> **COSA FARE**
[1] Rispondi a queste domande sul testo sulle opere per sassofono:
(a) In che anno è stato scritto il PRIMO QUARTETTO op.61?
(b) Per quali strumenti è scritto ALLA DONNA DI FONDO op.80?
(c) Quale brano è entrato tra i brani d'obbligo per gli esami di diploma?
[2] Traduci in inglese questa frase del testo sulle opere per sassofono: "Dopo l’op.57 citata prima, ho scritto nel '86 il PRIMO QUARTETTO op.61 per sassofoni."
[3] Prosegui il testo sulle opere per sassofono dopo la sua ultima frase.

Dopo l’op.57  citata prima, ho scritto nel '86 il PRIMO QUARTETTO op.61 per sassofoni. Da allora hanno seguito: STRASSENMUSIK n.7 (op.51 n.7) per duo di sassofoni (1986) che è praticamente entrato a far parte dei brani d’obbligo per gli esami di diploma anche in Conservatori stranieri. QUARTA SINFONIA op.70 per voce di soprano e orchestra dì sassofoni (1987) MONDELCI'S SONG op.75 per sassofonista che canta (1987), REPONSES A' L'AVANT-GARDE HYSTERIQUE (sonata per sax-alto e pianof.) op.76 (1988), CONCERTO per PIANOFORTE e ORCHESTRA di SASSOFONI op.77 (1988), ALLA DONNA DI FONDO op.80 per sassofono, flauto e pianoforte (1988), LA CASA NUOVA op.82 per sax soprano, alto e baritono (1988) QUARTETTO n.2 op. 34/b per sassofoni (1988), STRASSENMUSIK n.8 ( op.51 n.8)  per sassofono e percussione (1989). Credo e spero che la bellezza e l'espressività di questo strumento “antico” e grazie a molti attuali interpreti che lo rendono sempre nuovo mi costringerà a scrivere ancora tanta musica!

> **ESTRATTI DEL MATERIALE**
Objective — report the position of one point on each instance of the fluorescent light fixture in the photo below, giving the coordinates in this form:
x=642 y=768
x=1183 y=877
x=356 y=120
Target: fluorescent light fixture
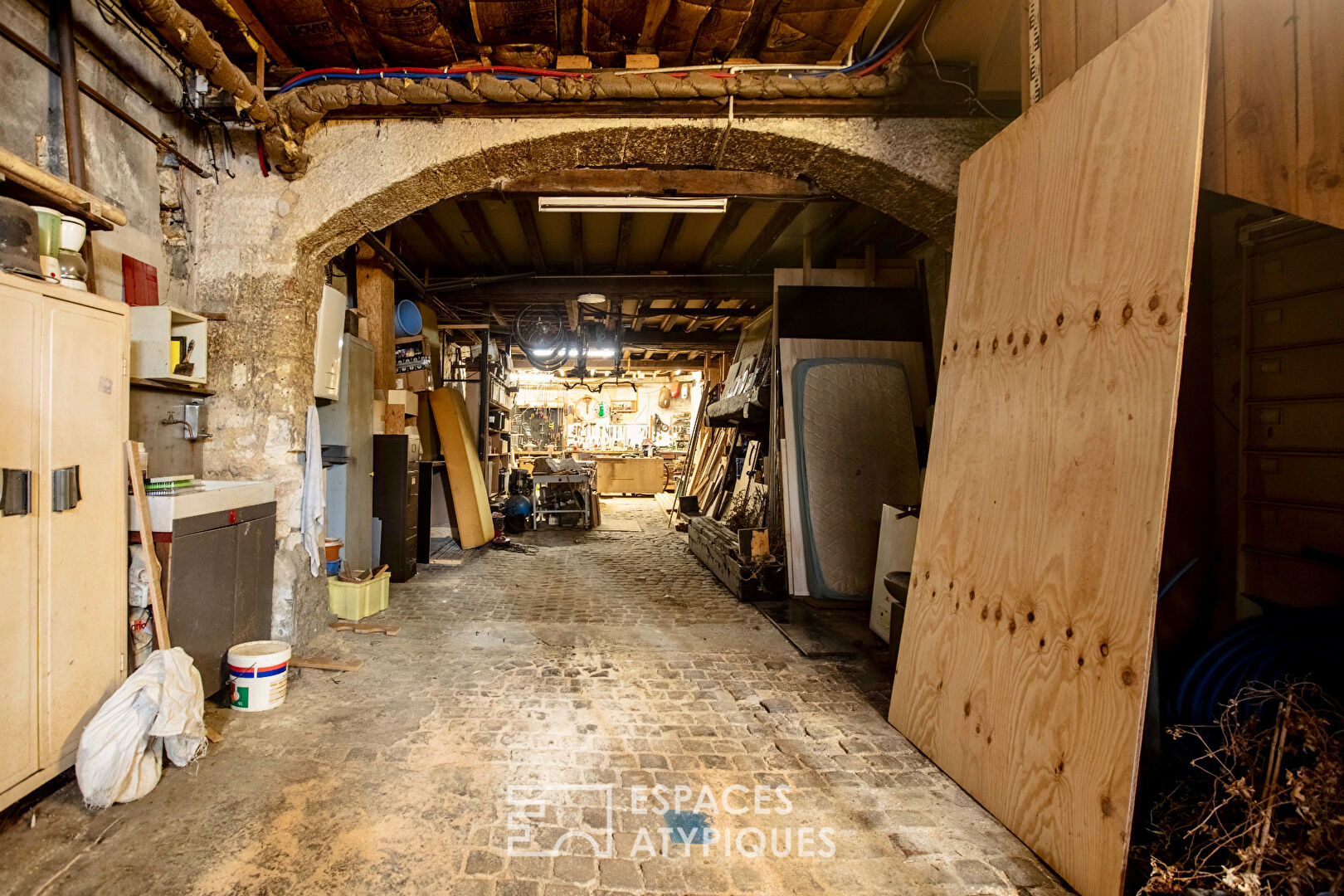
x=693 y=204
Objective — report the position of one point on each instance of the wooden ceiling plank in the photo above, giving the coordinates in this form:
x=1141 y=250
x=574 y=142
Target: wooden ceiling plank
x=856 y=28
x=654 y=15
x=527 y=219
x=757 y=28
x=362 y=47
x=475 y=217
x=769 y=236
x=721 y=236
x=576 y=243
x=258 y=30
x=622 y=242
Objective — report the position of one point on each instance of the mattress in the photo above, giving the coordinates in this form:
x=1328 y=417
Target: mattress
x=854 y=451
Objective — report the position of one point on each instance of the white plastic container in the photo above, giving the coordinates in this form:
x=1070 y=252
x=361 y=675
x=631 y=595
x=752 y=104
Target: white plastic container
x=258 y=674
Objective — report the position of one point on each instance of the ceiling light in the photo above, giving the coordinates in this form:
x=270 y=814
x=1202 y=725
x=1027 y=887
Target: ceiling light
x=696 y=204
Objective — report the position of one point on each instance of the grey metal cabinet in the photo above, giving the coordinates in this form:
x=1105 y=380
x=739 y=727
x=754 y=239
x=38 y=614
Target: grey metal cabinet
x=219 y=583
x=348 y=422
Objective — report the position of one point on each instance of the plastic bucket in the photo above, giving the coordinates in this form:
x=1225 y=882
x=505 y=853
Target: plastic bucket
x=407 y=320
x=258 y=674
x=49 y=240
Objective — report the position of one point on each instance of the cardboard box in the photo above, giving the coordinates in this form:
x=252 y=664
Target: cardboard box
x=407 y=398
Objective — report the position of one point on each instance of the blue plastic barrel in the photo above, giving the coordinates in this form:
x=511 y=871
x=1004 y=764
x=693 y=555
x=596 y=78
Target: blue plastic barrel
x=407 y=320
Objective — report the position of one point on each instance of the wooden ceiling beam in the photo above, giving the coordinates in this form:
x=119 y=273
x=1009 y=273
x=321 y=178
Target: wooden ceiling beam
x=527 y=219
x=258 y=32
x=855 y=32
x=576 y=243
x=650 y=182
x=728 y=225
x=480 y=227
x=438 y=238
x=769 y=236
x=622 y=242
x=675 y=225
x=351 y=26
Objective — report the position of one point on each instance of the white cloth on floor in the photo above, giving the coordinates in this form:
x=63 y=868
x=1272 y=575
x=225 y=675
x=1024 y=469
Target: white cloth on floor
x=314 y=499
x=158 y=709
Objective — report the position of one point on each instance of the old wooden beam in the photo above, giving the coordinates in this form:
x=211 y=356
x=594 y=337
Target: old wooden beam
x=622 y=242
x=351 y=26
x=769 y=236
x=527 y=219
x=258 y=32
x=728 y=225
x=480 y=227
x=576 y=243
x=647 y=182
x=665 y=261
x=438 y=238
x=855 y=32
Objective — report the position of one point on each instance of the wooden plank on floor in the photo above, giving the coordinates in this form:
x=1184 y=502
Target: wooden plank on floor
x=360 y=627
x=325 y=663
x=1025 y=657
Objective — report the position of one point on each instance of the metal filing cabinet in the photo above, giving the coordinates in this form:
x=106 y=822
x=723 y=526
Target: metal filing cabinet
x=219 y=585
x=397 y=503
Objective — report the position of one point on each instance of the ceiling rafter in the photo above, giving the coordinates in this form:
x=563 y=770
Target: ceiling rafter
x=480 y=227
x=769 y=236
x=527 y=221
x=728 y=225
x=576 y=243
x=622 y=242
x=440 y=240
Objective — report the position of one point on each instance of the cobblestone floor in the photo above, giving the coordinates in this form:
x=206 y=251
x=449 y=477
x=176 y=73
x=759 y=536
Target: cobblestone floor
x=602 y=684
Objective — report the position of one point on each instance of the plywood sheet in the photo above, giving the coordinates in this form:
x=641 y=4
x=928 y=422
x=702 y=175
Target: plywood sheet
x=466 y=483
x=1027 y=640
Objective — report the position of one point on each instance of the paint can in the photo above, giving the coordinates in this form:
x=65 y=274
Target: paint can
x=258 y=674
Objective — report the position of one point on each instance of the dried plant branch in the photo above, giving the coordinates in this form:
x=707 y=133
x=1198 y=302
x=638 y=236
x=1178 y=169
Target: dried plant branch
x=1261 y=811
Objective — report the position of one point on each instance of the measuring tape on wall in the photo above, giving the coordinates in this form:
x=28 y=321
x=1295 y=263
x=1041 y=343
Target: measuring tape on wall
x=1034 y=82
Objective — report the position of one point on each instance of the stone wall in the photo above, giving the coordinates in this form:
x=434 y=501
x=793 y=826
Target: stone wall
x=123 y=165
x=264 y=241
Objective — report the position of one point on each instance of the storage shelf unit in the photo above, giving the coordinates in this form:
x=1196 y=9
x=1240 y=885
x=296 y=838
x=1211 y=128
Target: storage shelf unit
x=152 y=331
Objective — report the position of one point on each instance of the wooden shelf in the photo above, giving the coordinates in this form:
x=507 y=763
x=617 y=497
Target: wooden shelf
x=37 y=187
x=182 y=387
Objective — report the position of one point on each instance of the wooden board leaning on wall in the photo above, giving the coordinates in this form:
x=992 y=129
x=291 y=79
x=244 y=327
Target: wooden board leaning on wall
x=1027 y=638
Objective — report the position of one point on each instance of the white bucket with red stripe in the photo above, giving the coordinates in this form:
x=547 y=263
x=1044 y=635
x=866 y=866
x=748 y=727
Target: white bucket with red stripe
x=258 y=674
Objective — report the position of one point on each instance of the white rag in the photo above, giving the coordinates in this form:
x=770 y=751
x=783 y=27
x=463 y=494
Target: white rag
x=158 y=709
x=314 y=497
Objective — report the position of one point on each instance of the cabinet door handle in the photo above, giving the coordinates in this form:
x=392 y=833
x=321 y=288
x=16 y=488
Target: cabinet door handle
x=15 y=492
x=65 y=489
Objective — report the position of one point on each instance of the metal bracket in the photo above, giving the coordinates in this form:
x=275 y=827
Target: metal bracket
x=15 y=492
x=65 y=489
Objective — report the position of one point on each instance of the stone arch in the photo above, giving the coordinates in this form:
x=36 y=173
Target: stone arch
x=265 y=242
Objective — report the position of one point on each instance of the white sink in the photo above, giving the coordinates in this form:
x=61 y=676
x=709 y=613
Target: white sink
x=206 y=496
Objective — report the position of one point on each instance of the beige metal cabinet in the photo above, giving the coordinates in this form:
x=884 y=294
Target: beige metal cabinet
x=63 y=397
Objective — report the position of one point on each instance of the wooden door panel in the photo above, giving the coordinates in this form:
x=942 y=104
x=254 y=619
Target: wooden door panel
x=84 y=559
x=19 y=398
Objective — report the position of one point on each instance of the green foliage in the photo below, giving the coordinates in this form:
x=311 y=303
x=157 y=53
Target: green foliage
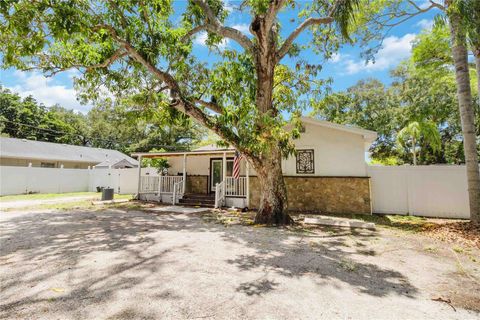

> **RISPOSTE IN ORDINE**
[1]
(a) Nel '86.
(b) Per sassofono, flauto e pianoforte.
(c) STRASSENMUSIK n.7 (op.51 n.7) per duo di sassofoni.

[2] After op. 57, mentioned earlier, I wrote the FIRST QUARTET op. 61 for saxophones in '86.

[3]
Progetti futuri?

Qualche progetto in preparazione c'é: un concerto per sassofono tenore e orchestra, un doppio concerto per sassofono, tromba e orchestra e ancora un pezzo per clarinetto, sassofono e orchestra d'archi. Vedremo che verrà fuori per primo.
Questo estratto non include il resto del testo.